Problem to work on: Starting at the line that contains "Locate the red scissor", print every remaining line of the entries, unchanged, and output nothing more.

Records supplied:

□ □ □ □ □

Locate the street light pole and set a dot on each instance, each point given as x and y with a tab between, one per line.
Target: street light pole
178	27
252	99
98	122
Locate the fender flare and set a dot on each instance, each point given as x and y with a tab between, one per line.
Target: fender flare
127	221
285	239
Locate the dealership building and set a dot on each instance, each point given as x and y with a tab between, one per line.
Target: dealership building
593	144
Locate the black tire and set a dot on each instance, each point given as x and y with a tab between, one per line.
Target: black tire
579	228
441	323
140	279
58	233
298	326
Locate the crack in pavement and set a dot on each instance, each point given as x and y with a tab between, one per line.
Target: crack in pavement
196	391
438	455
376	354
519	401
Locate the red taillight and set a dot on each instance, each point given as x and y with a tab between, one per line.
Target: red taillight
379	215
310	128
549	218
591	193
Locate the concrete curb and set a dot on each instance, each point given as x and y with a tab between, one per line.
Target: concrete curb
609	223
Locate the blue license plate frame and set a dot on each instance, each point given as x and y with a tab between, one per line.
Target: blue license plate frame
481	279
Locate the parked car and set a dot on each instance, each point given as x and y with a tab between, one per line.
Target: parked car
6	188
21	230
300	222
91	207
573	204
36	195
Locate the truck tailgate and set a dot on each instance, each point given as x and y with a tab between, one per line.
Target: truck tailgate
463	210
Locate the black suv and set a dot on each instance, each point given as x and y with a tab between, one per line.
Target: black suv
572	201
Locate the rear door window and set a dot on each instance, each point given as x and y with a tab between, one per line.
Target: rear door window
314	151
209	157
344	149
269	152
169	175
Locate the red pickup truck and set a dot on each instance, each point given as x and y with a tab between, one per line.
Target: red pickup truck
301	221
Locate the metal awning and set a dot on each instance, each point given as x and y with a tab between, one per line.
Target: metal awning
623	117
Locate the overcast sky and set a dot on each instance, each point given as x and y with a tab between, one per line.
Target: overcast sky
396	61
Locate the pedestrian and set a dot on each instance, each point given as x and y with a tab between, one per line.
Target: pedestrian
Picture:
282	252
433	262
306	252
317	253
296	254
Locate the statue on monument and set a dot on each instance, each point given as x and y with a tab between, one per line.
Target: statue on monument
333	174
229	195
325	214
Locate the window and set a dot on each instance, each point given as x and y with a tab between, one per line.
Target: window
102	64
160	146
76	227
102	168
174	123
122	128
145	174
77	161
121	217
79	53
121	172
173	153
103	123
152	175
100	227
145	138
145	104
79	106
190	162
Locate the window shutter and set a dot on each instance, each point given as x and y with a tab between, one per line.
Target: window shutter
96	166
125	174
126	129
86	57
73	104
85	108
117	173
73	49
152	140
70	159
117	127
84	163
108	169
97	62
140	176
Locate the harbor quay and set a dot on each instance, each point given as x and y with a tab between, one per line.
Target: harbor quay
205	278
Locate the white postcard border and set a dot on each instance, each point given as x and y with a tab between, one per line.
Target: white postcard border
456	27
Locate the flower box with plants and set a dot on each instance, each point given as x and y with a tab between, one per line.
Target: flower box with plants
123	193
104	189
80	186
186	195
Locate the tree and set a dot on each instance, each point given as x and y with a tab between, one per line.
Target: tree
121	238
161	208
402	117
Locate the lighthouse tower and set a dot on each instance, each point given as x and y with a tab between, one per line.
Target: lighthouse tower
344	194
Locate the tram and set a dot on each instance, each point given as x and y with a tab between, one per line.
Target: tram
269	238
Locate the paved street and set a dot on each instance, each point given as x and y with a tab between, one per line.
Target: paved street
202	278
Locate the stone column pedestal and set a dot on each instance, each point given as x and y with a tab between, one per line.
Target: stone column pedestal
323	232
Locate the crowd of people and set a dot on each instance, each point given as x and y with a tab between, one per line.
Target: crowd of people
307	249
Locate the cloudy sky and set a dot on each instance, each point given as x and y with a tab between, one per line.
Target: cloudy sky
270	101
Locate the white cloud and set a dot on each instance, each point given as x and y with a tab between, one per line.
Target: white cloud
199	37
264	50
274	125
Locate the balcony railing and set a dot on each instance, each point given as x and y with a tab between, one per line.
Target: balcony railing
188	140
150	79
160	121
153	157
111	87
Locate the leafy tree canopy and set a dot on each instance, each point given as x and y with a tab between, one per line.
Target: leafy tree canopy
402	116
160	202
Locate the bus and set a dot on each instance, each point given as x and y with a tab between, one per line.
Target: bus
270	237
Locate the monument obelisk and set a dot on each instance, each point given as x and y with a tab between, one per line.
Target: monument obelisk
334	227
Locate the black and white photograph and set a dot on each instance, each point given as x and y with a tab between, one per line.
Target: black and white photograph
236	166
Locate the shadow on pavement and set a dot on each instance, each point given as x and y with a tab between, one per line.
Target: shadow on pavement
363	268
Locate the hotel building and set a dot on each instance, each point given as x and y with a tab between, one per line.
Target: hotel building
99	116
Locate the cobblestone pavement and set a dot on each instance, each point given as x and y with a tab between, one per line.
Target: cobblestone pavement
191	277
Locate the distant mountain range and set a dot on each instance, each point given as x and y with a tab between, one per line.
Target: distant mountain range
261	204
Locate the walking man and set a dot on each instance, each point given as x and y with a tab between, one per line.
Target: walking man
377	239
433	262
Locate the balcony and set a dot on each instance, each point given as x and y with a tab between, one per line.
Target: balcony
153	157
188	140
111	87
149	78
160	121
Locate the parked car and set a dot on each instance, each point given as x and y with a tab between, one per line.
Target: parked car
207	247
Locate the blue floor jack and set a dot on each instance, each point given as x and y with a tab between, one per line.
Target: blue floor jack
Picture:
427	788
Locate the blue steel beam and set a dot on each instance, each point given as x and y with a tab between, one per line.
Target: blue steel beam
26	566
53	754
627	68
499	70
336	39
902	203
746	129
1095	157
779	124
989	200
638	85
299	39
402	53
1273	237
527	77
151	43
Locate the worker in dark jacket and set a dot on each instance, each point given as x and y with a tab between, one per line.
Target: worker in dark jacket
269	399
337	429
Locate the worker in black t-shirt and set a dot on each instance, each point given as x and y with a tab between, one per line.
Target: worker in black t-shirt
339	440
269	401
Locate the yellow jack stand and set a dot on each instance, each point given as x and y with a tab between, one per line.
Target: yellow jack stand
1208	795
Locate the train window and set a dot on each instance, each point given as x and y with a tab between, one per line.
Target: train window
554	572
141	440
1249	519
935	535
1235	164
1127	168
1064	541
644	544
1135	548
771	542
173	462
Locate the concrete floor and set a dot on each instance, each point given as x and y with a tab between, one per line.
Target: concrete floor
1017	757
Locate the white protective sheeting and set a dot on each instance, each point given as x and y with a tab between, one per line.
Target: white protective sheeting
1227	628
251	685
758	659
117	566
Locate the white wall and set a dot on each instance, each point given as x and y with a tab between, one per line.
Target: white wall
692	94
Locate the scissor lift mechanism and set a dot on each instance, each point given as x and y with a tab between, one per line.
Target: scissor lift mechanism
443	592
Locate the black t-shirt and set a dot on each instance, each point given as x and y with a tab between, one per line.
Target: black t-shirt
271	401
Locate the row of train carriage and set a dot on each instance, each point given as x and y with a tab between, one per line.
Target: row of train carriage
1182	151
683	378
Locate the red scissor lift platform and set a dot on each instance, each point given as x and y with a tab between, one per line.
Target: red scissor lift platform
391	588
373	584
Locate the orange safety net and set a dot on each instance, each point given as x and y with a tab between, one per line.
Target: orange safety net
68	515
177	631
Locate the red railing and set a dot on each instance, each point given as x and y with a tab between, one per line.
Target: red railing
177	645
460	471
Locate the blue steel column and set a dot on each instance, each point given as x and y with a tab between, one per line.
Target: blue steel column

□ □ □ □ □

Response to the task:
Locate the red scissor lift platform and set a dot on each instance, each point given as x and y with a tab between, one per line.
Target: red scissor lift platform
391	588
373	584
Locate the orange safety net and set a dot on each instance, each point given as x and y with a tab between, one per line.
Target: orange safety net
68	515
177	631
Locate the red railing and set a dot on each instance, each point given as x and y with a tab between, one per line.
Target: red railing
177	645
460	471
Locate the blue steel column and set a dot on each instance, each point given as x and y with a tab between, one per line.
Target: blue steel column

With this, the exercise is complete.